• Work to complete:
• a. Transcribe everything in the square dance text from "We were at a" down to "She has replied.".
• b. For each statement, answer yes or no to whether the square dance text agrees with it, and quote the words from the text that decide it. (i) The caller said fractionalized calls are legal according to CALLERLAB. (ii) The caller agreed that she is an entertainer. (iii) The writer says a fractionalized grand square is taught in most beginner dance series.

• Text passage:
■ ■ ■

Callers are entertainers, not educators at a dance.

We were at a dance last Sunday and a caller called a fractionalized grand square. She killed the floor. I approached her after the tip and she said fractionalized calls are legal according CALLERLAB. Later, in an email message, she justified her calling a fractionalized grand square by comparing it to eight chain thru and square thru. I responded that these fractionalized calls are taught in most beginner dance series but a fractionalized grand square is not. She has replied.

I told her that she is suppose to be an entertainer not a instructor at a club dance.

She responded that she is not an entertainer and she does what she does because she loves the activity so much. B.S.

Maybe we should ask the dancers why they don't come to square dances? You may get a mouthful and you may not like what you hear.

I could give other examples of cutesy calls but I will not waste your time. It boils down to what we are selling the dancers are not buying. We are selling Edsels instead of Focus vehicles.

This e-mail contains much discussion fodder! With respect to our subject, here are some areas to think about: My experience says that teaching fractionalized Grand Square at a club dance was probably a bad decision, especially given the above e-mail. It would be interesting to hear the caller's side of the story and if she would make any changes in the future.

■ ■ ■

• Provided records:
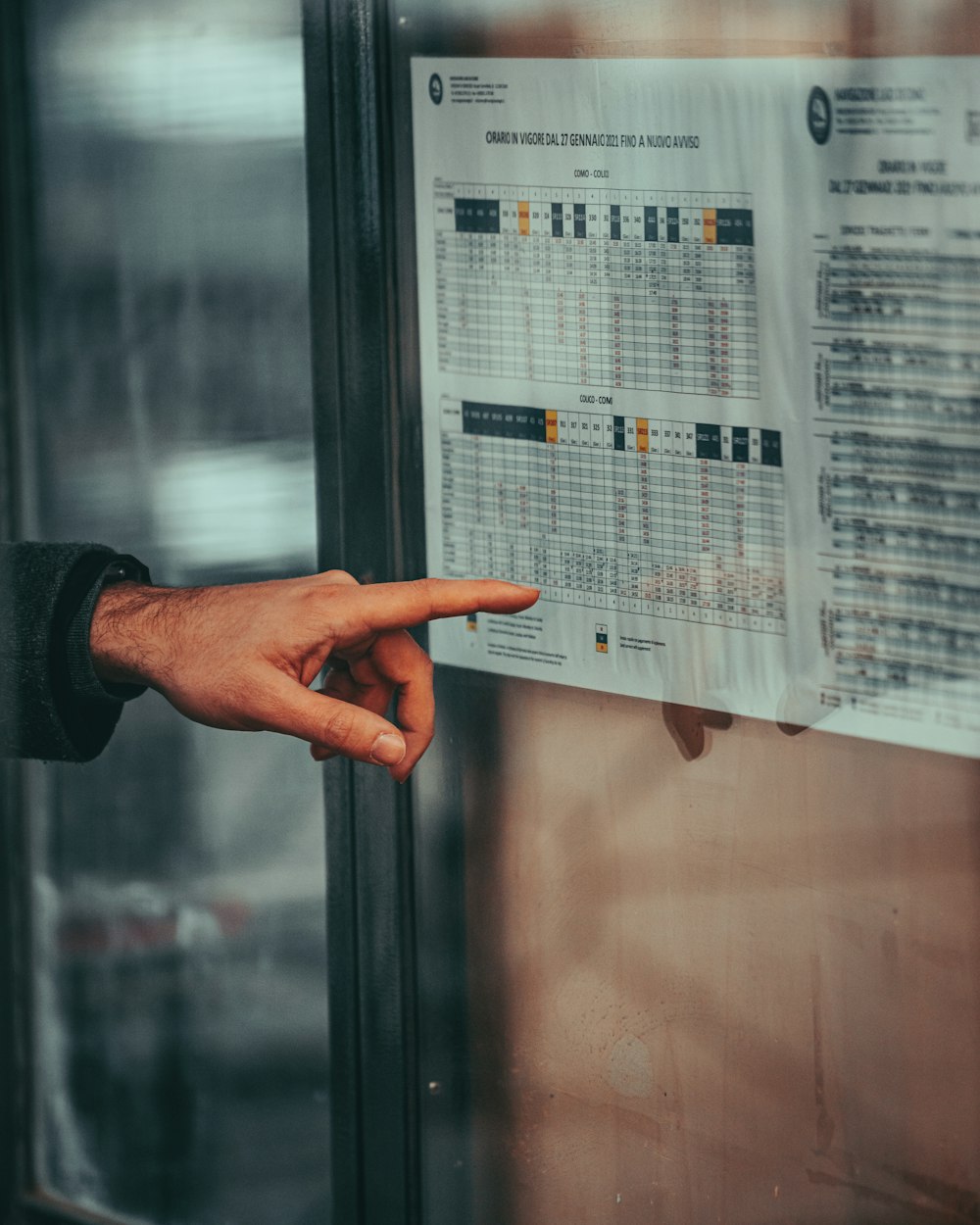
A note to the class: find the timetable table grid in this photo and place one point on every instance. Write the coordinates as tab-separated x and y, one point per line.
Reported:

■ ■ ■

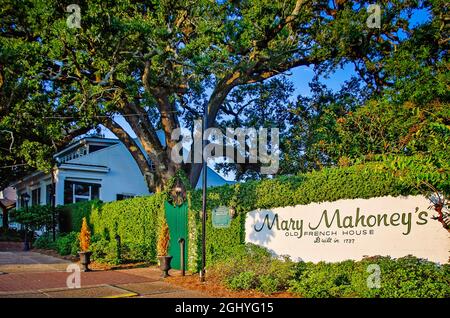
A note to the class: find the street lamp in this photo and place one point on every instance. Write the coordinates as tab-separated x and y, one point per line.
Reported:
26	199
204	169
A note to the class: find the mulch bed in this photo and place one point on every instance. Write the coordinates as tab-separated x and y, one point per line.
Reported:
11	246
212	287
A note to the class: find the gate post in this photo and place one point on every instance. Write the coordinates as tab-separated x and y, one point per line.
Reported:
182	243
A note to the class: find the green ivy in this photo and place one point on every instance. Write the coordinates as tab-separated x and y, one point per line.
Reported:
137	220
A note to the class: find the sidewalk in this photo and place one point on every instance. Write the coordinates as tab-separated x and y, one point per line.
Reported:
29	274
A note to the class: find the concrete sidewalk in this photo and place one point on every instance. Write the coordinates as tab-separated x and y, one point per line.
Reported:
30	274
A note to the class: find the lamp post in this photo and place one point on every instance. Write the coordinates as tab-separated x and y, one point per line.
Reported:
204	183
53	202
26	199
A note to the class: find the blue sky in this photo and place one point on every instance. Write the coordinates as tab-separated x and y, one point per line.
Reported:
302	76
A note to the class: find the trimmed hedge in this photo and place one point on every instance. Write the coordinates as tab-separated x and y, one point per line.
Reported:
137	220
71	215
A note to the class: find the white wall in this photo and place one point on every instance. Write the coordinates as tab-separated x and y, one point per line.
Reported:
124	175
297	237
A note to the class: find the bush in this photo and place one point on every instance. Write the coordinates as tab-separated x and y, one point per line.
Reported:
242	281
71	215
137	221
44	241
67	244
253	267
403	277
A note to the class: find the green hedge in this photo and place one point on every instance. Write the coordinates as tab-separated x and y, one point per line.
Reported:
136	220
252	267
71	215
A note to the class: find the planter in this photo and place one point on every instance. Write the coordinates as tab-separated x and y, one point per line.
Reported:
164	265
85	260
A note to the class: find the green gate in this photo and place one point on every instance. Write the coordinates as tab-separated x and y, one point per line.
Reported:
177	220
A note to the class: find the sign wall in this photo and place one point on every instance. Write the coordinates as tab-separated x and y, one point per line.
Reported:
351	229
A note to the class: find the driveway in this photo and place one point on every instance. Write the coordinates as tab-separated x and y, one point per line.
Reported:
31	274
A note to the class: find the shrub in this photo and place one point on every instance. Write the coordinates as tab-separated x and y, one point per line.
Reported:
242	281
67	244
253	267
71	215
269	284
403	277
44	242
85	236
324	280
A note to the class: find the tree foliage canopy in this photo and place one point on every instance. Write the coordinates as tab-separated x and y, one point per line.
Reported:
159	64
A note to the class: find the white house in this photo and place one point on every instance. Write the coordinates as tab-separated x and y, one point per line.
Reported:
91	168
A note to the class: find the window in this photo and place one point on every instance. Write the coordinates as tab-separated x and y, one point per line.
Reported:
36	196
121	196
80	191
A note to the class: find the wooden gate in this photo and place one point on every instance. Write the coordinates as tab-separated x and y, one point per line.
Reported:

■ ■ ■

• Answers for the tasks:
• a.
We were at a dance last Sunday and a caller called a fractionalized grand square. She killed the floor. I approached her after the tip and she said fractionalized calls are legal according CALLERLAB. Later, in an email message, she justified her calling a fractionalized grand square by comparing it to eight chain thru and square thru. I responded that these fractionalized calls are taught in most beginner dance series but a fractionalized grand square is not. She has replied.

• b.
(i) Yes: "she said fractionalized calls are legal according CALLERLAB."
(ii) No: "She responded that she is not an entertainer"
(iii) No: "these fractionalized calls are taught in most beginner dance series but a fractionalized grand square is not."